> _Your goal_
Lay out the rows starting at the line containing "necklace for player-tracking calibration." and ending at the line containing "[374,124,475,393]" as a two-column CSV with the columns text and answer. Give one CSV line per row, with each field quoted and line breaks replaced by spaces.

> _Records shown_
━━━━━━━━━━━━━━━━━━━━

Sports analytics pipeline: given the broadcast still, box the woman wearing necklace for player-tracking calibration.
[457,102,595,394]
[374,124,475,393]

━━━━━━━━━━━━━━━━━━━━

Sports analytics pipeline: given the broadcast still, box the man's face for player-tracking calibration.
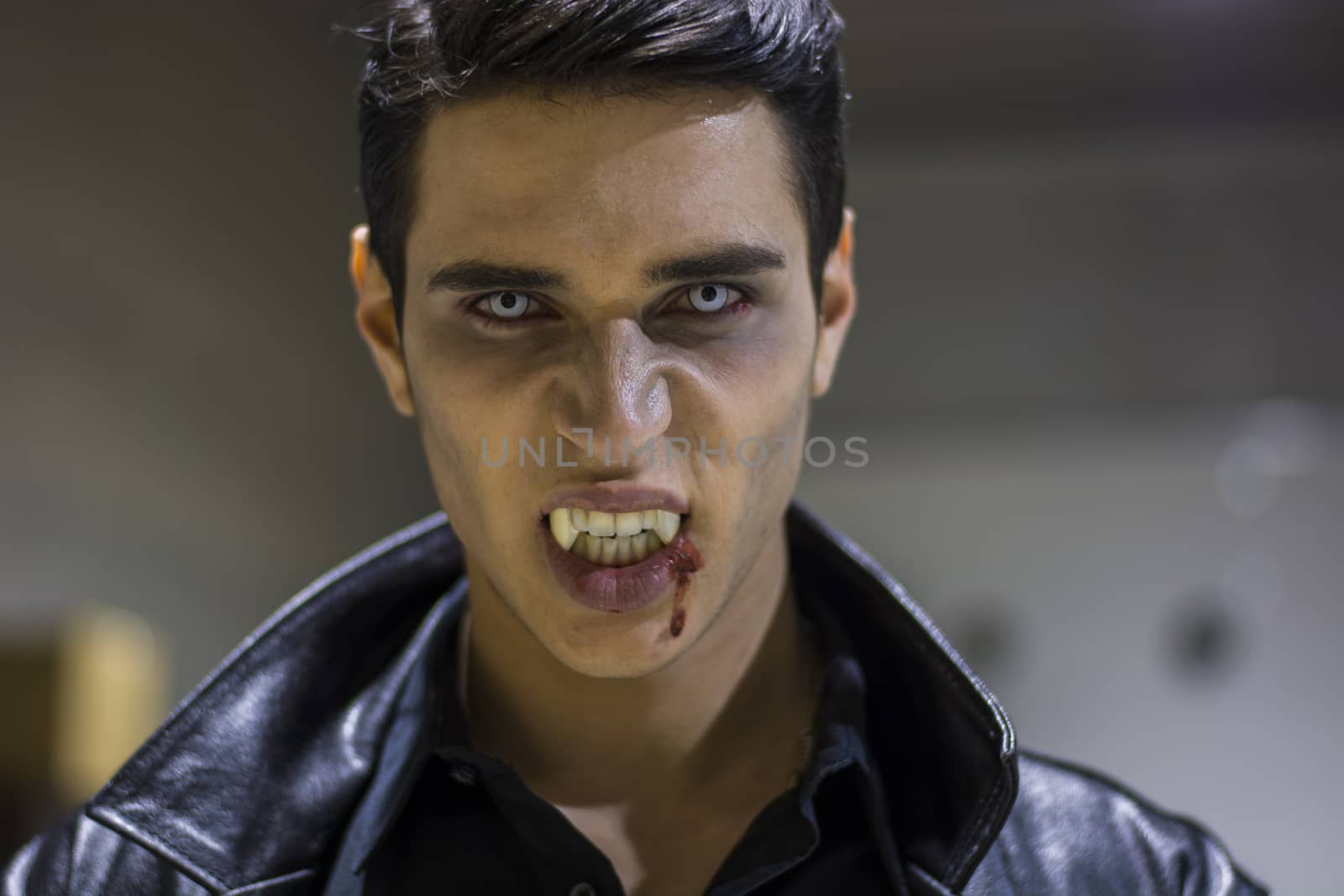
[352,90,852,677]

━━━━━━━━━━━━━━━━━━━━

> _Written reply_
text,answer
"Sports analytics pipeline: given the broadcast still, box the woman wearing necklace for player-tracking calibration.","[457,102,595,394] [374,124,475,393]"